■ TASK BRIEF:
Format each line of the listing below as one string in a JSON list, skipping any blank lines. Leave the pictures out of your answer.

(Extracted records)
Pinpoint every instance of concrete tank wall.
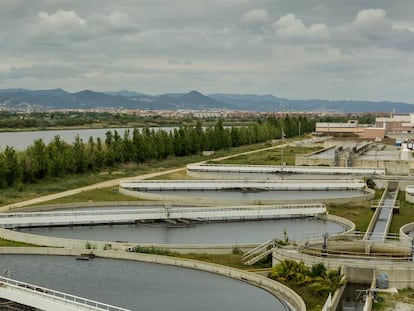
[0,247,306,311]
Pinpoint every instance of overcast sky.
[0,0,414,103]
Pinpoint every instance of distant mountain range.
[0,89,414,113]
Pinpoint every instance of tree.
[3,146,20,187]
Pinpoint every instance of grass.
[327,189,384,232]
[390,191,414,233]
[372,288,414,311]
[131,247,271,270]
[0,143,269,205]
[210,146,322,165]
[34,187,139,205]
[328,202,374,232]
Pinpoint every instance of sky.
[0,0,414,103]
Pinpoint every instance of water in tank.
[376,272,388,289]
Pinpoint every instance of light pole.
[280,129,286,169]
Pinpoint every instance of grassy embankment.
[0,143,278,205]
[372,288,414,311]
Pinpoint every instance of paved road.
[0,144,287,213]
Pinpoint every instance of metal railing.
[0,277,130,311]
[0,203,326,222]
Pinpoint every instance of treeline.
[0,116,314,188]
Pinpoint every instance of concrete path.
[0,144,288,213]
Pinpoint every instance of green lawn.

■ TASK ANSWER:
[
  "Pinpoint every instance of concrete tank wall.",
  "[0,247,306,311]",
  "Pinpoint every instance of overcast sky.",
  "[0,0,414,103]",
  "Pinpoint every instance of distant mountain range.",
  "[0,89,414,113]",
  "Pinpoint every instance of tree.",
  "[3,146,20,187]",
  "Pinpoint every instance of grass.",
  "[327,189,384,232]",
  "[390,191,414,233]",
  "[372,288,414,311]",
  "[131,247,271,270]",
  "[0,143,269,205]",
  "[210,146,322,165]",
  "[34,187,139,205]",
  "[328,202,374,232]",
  "Pinpoint every instance of sky.",
  "[0,0,414,103]",
  "Pinpoint every instance of water in tank.",
  "[376,272,388,289]",
  "Pinpoint every instance of light pole.",
  "[280,129,286,169]",
  "Pinpoint every instance of grassy embankment.",
  "[0,143,278,205]",
  "[372,288,414,311]",
  "Pinpoint every instance of paved road.",
  "[0,144,287,213]",
  "Pinpoint every instance of metal railing.",
  "[0,277,130,311]",
  "[0,203,326,222]",
  "Pinpoint every instance of treeline.",
  "[0,116,314,188]",
  "Pinpoint every instance of concrete path.",
  "[0,144,288,213]",
  "Pinpoint every instance of green lawn."
]